Picture region annotation data »
━━━━━━━━

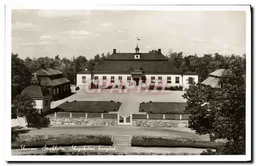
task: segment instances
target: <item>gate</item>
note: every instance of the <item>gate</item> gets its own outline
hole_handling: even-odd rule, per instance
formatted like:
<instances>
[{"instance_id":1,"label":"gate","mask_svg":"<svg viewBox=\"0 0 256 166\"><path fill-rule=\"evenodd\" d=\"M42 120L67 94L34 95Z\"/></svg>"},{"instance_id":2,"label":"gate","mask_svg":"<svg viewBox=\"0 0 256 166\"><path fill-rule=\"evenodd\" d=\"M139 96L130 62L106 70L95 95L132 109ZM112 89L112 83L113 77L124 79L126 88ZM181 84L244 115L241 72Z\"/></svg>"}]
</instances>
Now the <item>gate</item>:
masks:
<instances>
[{"instance_id":1,"label":"gate","mask_svg":"<svg viewBox=\"0 0 256 166\"><path fill-rule=\"evenodd\" d=\"M118 125L132 126L132 117L121 117L119 115L118 119Z\"/></svg>"}]
</instances>

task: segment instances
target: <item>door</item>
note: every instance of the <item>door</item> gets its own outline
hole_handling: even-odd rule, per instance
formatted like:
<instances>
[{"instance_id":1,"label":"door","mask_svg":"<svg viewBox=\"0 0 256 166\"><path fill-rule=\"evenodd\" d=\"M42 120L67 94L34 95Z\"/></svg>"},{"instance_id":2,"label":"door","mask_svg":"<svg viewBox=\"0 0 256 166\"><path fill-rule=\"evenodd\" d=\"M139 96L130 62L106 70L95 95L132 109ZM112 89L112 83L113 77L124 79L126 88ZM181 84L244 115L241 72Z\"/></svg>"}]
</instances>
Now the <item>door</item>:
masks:
<instances>
[{"instance_id":1,"label":"door","mask_svg":"<svg viewBox=\"0 0 256 166\"><path fill-rule=\"evenodd\" d=\"M139 85L140 78L133 78L133 80L134 80L136 82L136 86L137 86Z\"/></svg>"}]
</instances>

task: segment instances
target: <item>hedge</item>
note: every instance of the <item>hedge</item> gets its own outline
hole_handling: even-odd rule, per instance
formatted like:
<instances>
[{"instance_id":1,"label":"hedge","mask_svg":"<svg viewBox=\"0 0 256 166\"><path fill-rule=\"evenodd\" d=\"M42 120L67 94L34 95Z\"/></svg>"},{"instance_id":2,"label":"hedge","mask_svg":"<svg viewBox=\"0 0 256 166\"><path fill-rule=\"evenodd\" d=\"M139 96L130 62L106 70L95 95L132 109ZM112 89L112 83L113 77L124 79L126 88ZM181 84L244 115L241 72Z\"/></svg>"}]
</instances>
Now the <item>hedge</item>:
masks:
<instances>
[{"instance_id":1,"label":"hedge","mask_svg":"<svg viewBox=\"0 0 256 166\"><path fill-rule=\"evenodd\" d=\"M153 137L134 135L132 146L145 147L183 147L217 149L225 146L223 142L211 142L209 140L187 137Z\"/></svg>"},{"instance_id":2,"label":"hedge","mask_svg":"<svg viewBox=\"0 0 256 166\"><path fill-rule=\"evenodd\" d=\"M142 152L47 152L45 153L23 154L23 155L196 155L188 153L142 153Z\"/></svg>"},{"instance_id":3,"label":"hedge","mask_svg":"<svg viewBox=\"0 0 256 166\"><path fill-rule=\"evenodd\" d=\"M26 148L42 147L47 145L112 145L112 136L77 134L21 134L12 143L11 148L17 149L25 145Z\"/></svg>"}]
</instances>

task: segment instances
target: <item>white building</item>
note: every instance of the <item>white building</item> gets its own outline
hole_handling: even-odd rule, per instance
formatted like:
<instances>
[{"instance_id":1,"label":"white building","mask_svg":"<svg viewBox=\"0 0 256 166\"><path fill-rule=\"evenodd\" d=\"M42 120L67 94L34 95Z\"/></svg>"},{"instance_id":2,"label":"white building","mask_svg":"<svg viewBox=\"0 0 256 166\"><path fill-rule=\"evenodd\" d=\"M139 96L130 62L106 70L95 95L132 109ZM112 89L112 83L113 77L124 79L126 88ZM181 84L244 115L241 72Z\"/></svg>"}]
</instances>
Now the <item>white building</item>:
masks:
<instances>
[{"instance_id":1,"label":"white building","mask_svg":"<svg viewBox=\"0 0 256 166\"><path fill-rule=\"evenodd\" d=\"M133 80L138 85L142 82L142 87L147 85L157 87L188 87L188 79L193 77L197 83L198 75L192 72L182 72L176 68L172 62L164 56L158 49L157 52L140 53L137 46L135 52L117 53L116 49L90 73L81 72L77 75L77 85L84 86L90 81L99 86L125 86ZM88 79L89 78L89 79Z\"/></svg>"}]
</instances>

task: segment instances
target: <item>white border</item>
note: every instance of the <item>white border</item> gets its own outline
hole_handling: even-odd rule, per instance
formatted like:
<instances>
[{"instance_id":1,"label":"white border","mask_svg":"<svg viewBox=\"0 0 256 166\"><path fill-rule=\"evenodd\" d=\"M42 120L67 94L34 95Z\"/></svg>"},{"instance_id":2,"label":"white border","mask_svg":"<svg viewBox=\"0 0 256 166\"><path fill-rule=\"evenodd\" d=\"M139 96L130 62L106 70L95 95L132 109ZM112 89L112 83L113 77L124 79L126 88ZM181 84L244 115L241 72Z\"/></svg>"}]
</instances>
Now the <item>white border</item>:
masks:
<instances>
[{"instance_id":1,"label":"white border","mask_svg":"<svg viewBox=\"0 0 256 166\"><path fill-rule=\"evenodd\" d=\"M5 52L5 79L6 79L6 160L8 161L245 161L250 160L251 156L251 14L249 6L90 6L86 9L91 10L190 10L190 11L246 11L246 155L218 155L218 156L11 156L10 130L10 103L11 103L11 9L86 9L81 4L74 2L65 3L65 1L44 1L33 2L29 4L7 5L6 15L6 52ZM183 1L184 2L184 1ZM219 4L222 4L221 1ZM31 1L30 1L31 2ZM108 2L109 4L114 4ZM160 2L161 3L161 2ZM232 1L232 3L236 2ZM88 3L87 3L87 4ZM9 3L10 4L10 3ZM117 4L116 2L115 4ZM121 2L119 2L121 4ZM127 4L127 3L126 3ZM135 3L136 4L136 3ZM155 2L157 4L157 2ZM175 4L176 3L174 3ZM176 3L176 4L179 4ZM215 4L212 3L212 4ZM241 4L241 3L240 3ZM148 4L150 4L149 3ZM4 70L3 70L4 71Z\"/></svg>"}]
</instances>

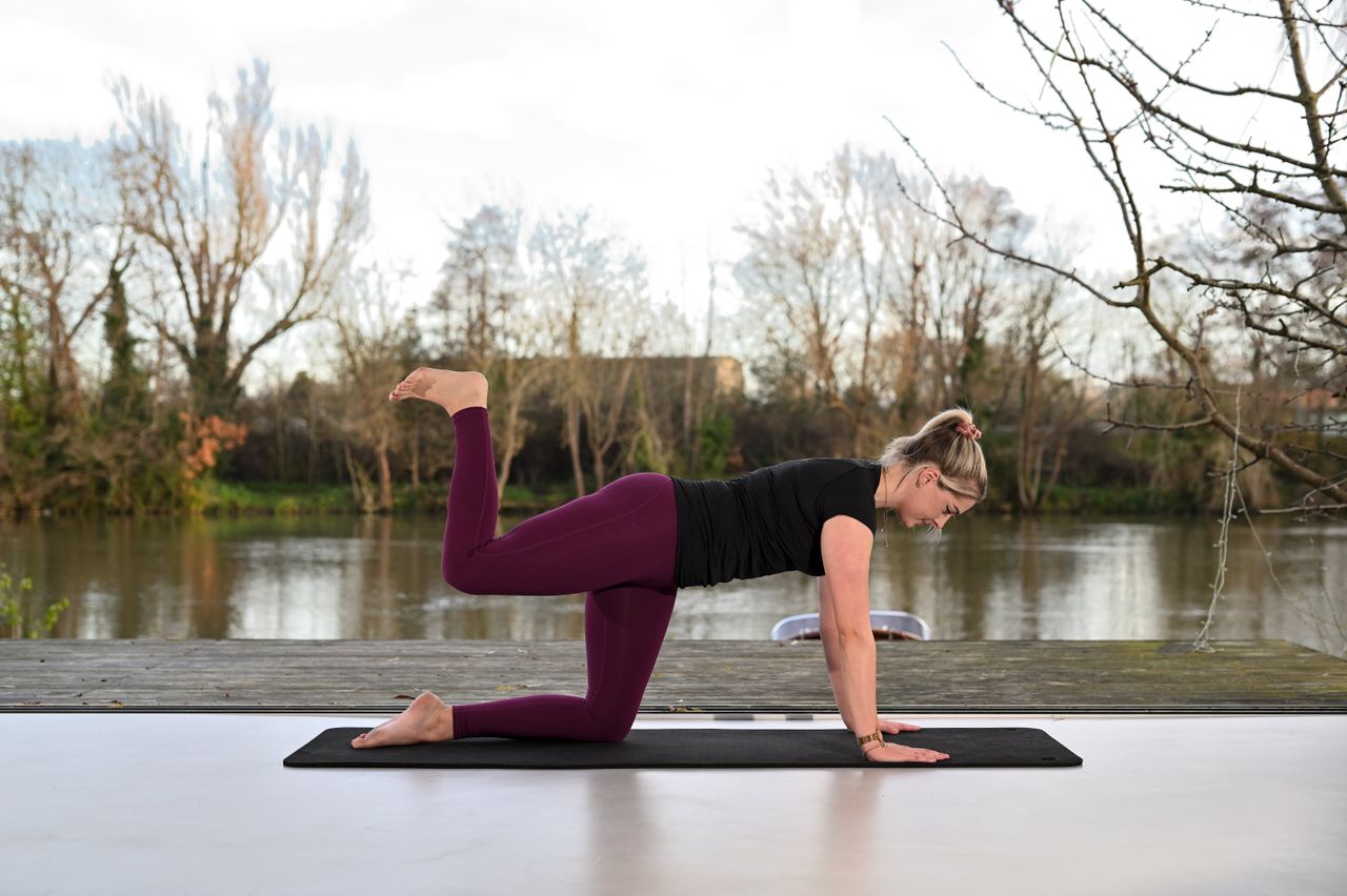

━━━━━━━━

What is required » Find every line in the material above that contains the string "target", and copy each one. Matching is case-sensitive.

Finished answer »
target: <item>gate</item>
target: <item>door</item>
target: <item>hedge</item>
target: <item>white building</item>
target: <item>white border</item>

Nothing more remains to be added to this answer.